Originally Posted by *Norasmomma* 
I think yes CandiFL-much of what you said is what I feel on a daily basis, especially at a year. My DD's thing to put in her mouth was sand, lots of sand at the beach and there was no. stopping. her. She also is the most animated of the children I know around here, a friend of mine who is pg with # 2 has been hassling me about getting preggers-that is until she saw my then 22 month old sprinting across the yard, then jumping in her pool, then tearing around that yard, then jumping on her trike-you get the idea. She was like is she always like this? I was like this is a mellow day for her.

I stopped going to the local mom's group because DD was too intense for me to deal with. Everyone else had little babes and she wanted to love on them, as in pretty much eat them. I had to just stay home for awhile because going anywhere was a nightmare. She's fine in the car, but freaks out in the store. Not a bad freak out but freak out nonetheless. DH thought I was just complaining until he recently went shopping with us, LOL, he realized I'm not just complaining she is a PITA at the store. But we need food, so whatcha gonna do. He now gets it.

Yes! I hear this all the time "is he always like this?". He is just a ball of energy. DH wants another kid and I am so.not.ready. I am scared to have another. Although we are talking about TTC in Feb next year. We will see how it goes over the next 5 months.

We went to visit my family last weekend and I cried after the trip because I was so insanely jealous of my sister and her easy going son. Her son was not bothered by anything. He just chilled out and played with a toy. If DS grabbed it away from him, he would just get another. When it was diaper time, he just smiled at my sister and clapped his hands. When it was bedtime, he took a bottle and was asleep in 5 minutes and did not wake up till morning.

My day is more like "DS be gentle to the baby" as he kisses (climbs on top of and bites) the baby, "DS we need to share", "DS that is not for babies", etc. Then diaper time it's like hold him down with one hand and quickly change the diaper with the other while trying not to get a headache from the screams. Nap time&#8230;.forget about it. He doesn't nap. Bed time consists of rocking, bouncing, nursing for an hour or more only to have him wake up 30 minutes later wanting to nurse.

I mourn the easy going son I thought I had. I feel so dumb for thinking that he would be a calm easy going personality like when he was new born. I keep saying "this is a phase and it will pass" but will it really? The "phase" hasn't passed in 9 months&#8230;..

## Task instructions
Can you copy the parenting forum post word for word, from "Originally Posted by" down to "day for her."? This material comes from a source other than the parenting forum post.

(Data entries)
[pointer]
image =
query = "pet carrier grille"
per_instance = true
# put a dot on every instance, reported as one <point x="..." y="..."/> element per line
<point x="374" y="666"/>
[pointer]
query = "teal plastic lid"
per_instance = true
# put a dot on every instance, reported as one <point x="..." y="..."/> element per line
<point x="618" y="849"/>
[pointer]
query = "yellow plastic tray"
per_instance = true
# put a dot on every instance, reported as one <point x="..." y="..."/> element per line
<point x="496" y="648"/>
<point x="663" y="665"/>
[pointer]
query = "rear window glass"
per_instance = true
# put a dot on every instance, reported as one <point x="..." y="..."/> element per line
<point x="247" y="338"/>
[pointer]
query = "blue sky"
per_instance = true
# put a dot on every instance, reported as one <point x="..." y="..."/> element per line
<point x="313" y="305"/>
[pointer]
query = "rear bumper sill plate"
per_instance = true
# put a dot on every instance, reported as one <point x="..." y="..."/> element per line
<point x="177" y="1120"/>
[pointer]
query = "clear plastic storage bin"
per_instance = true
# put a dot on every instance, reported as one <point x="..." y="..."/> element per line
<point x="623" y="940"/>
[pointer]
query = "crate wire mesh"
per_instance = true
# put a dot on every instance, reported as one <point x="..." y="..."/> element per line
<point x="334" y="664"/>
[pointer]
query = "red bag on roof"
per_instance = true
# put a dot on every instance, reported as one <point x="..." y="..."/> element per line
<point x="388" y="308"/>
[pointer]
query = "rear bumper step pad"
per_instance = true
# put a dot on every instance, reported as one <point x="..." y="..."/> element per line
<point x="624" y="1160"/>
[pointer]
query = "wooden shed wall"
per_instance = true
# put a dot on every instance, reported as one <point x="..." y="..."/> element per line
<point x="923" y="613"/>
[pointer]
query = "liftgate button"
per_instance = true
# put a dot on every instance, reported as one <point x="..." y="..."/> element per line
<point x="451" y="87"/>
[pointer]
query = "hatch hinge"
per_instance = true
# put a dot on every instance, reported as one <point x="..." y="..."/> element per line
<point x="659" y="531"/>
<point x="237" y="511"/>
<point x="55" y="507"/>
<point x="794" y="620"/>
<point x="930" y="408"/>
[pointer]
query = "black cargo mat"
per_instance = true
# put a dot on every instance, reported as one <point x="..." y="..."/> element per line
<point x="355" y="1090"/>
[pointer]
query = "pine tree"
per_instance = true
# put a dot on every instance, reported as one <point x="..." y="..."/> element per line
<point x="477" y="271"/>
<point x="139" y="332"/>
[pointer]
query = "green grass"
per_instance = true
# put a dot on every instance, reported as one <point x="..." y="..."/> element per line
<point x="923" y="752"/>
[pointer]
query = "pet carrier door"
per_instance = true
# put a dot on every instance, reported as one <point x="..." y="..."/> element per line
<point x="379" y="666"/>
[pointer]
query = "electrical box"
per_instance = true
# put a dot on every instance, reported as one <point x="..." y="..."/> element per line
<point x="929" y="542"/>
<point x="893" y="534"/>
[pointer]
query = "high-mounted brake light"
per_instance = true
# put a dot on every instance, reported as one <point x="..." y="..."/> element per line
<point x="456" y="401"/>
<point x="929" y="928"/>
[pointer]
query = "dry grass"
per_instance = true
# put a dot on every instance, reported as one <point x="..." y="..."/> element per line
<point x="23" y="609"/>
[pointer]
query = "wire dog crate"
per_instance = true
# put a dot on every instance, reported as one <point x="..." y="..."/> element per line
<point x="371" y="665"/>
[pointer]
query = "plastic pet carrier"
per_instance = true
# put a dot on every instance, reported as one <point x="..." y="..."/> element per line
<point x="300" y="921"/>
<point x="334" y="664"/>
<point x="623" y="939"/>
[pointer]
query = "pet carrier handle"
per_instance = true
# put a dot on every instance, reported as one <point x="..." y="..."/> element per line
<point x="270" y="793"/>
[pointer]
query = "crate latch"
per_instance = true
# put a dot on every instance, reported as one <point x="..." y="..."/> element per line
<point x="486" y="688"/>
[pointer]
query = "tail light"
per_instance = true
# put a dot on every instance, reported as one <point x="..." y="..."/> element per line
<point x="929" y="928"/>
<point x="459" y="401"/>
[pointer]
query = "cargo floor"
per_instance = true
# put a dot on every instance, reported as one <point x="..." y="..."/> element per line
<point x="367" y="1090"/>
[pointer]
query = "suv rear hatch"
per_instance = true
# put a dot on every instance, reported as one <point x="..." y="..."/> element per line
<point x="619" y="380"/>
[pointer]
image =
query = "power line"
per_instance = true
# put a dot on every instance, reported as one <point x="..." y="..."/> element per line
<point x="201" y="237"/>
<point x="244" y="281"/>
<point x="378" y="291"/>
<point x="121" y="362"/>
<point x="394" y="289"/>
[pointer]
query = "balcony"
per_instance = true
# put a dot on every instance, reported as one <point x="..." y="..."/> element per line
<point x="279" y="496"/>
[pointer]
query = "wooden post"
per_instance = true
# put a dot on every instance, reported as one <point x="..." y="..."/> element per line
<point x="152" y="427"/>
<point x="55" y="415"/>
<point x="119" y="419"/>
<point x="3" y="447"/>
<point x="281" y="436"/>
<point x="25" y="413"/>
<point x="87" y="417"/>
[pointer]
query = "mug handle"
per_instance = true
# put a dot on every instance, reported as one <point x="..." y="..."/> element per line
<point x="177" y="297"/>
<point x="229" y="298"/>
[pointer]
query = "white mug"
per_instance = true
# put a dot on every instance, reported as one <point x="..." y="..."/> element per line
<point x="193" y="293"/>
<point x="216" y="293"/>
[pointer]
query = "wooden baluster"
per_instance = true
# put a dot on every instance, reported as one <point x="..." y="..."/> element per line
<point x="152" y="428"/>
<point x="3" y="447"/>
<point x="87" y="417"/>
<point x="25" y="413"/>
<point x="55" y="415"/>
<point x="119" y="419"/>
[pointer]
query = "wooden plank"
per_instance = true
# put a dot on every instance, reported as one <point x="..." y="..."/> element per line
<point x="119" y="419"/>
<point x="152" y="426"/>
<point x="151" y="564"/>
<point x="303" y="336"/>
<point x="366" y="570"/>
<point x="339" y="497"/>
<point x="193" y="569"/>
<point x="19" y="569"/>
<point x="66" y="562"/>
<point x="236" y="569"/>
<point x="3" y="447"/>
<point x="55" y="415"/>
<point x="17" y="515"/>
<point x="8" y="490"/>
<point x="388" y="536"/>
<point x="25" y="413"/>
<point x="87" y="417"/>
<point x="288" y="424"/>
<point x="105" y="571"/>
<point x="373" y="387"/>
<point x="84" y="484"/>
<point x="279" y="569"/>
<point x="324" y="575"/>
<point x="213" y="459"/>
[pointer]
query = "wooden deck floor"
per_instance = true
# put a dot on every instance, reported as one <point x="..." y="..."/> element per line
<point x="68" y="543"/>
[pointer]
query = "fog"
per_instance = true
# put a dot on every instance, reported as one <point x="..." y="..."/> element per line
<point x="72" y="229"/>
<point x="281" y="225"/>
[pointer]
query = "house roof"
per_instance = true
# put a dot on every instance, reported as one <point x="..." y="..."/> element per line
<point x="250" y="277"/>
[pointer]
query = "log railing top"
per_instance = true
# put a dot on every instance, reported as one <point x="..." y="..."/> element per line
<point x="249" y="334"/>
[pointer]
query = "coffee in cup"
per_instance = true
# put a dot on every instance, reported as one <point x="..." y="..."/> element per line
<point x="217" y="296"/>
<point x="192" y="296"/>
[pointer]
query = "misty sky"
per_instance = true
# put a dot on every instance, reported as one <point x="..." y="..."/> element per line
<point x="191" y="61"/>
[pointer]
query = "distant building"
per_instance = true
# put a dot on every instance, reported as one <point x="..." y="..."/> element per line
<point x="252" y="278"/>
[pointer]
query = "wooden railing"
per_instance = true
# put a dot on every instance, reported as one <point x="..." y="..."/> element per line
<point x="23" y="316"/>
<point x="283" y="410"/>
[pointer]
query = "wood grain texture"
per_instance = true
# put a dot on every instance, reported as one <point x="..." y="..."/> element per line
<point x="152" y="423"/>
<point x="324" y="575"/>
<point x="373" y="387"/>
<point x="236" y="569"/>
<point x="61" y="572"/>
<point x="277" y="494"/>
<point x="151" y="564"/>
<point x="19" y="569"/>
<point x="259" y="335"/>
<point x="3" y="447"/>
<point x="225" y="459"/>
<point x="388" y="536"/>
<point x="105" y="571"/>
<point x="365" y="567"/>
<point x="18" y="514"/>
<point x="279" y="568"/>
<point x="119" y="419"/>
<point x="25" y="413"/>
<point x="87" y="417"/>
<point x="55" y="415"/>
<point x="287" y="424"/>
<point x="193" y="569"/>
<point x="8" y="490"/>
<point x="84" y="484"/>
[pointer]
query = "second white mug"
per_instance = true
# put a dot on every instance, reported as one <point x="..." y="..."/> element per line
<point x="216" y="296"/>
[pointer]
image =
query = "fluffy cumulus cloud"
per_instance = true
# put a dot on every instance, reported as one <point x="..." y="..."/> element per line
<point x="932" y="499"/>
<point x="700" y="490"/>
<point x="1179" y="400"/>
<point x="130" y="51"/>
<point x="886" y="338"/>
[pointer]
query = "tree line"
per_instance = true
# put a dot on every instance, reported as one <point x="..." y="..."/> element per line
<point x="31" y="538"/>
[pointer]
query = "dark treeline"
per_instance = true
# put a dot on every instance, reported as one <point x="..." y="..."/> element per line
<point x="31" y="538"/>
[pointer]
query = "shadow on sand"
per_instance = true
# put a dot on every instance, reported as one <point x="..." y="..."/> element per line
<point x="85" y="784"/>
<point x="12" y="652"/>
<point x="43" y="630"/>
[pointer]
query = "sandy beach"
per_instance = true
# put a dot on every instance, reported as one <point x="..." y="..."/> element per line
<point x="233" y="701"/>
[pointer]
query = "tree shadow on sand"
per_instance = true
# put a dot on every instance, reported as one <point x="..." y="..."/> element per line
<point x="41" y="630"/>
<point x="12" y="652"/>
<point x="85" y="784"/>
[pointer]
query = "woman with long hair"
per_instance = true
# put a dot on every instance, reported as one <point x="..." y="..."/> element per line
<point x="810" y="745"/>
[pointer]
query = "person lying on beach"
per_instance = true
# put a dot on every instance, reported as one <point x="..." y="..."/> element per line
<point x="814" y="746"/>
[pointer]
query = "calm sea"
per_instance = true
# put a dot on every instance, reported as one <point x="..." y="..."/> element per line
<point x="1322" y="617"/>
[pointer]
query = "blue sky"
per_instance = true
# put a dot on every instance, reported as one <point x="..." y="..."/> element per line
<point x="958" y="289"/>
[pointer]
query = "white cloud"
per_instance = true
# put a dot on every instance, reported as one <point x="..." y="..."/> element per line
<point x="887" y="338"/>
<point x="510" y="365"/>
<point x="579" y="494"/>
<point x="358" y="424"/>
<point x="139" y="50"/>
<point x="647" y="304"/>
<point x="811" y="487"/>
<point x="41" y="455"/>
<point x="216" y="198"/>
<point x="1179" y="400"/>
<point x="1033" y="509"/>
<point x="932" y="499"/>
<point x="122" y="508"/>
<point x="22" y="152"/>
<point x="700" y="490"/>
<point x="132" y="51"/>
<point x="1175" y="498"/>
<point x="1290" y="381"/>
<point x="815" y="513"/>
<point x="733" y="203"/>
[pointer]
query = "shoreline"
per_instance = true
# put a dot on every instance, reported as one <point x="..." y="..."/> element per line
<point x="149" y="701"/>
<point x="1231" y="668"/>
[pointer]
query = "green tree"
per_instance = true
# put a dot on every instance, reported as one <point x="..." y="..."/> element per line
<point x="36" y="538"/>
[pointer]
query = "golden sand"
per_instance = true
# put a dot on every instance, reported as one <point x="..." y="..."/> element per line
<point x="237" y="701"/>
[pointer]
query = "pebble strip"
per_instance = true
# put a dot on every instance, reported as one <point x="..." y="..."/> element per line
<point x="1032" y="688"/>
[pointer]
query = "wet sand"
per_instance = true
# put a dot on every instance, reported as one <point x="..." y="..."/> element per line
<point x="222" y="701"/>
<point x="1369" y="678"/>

## Solution for this problem
Originally Posted by *Norasmomma* 
I think yes CandiFL-much of what you said is what I feel on a daily basis, especially at a year. My DD's thing to put in her mouth was sand, lots of sand at the beach and there was no. stopping. her. She also is the most animated of the children I know around here, a friend of mine who is pg with # 2 has been hassling me about getting preggers-that is until she saw my then 22 month old sprinting across the yard, then jumping in her pool, then tearing around that yard, then jumping on her trike-you get the idea. She was like is she always like this? I was like this is a mellow day for her.